▶ **OBJECTIVE**
Rewrite the lines from the one containing "In the picture above, whereabouts is the rocky" through the end of the listing, replacing "rocky cliff" with "coastal cliff" and leaving everything else unchanged.

---

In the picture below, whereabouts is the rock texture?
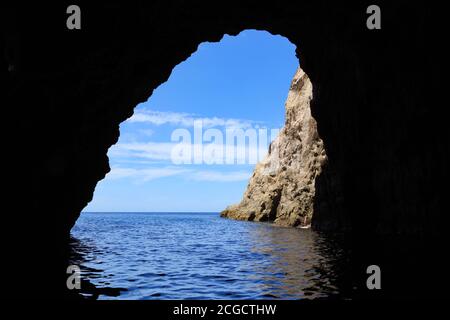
[221,68,326,226]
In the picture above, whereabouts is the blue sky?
[84,30,298,212]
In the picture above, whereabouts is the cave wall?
[0,0,448,298]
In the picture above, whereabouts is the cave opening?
[83,30,298,212]
[68,30,344,299]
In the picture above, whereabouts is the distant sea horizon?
[71,211,347,300]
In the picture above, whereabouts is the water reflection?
[71,213,348,299]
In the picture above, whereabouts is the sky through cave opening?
[83,30,298,212]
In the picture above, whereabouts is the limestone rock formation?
[221,68,327,226]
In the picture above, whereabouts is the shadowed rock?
[221,68,327,226]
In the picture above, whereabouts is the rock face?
[221,68,326,226]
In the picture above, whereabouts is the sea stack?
[221,68,327,227]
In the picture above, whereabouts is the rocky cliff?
[221,68,326,226]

---

▶ **OUTPUT BELOW**
In the picture above, whereabouts is the coastal cliff?
[221,68,326,226]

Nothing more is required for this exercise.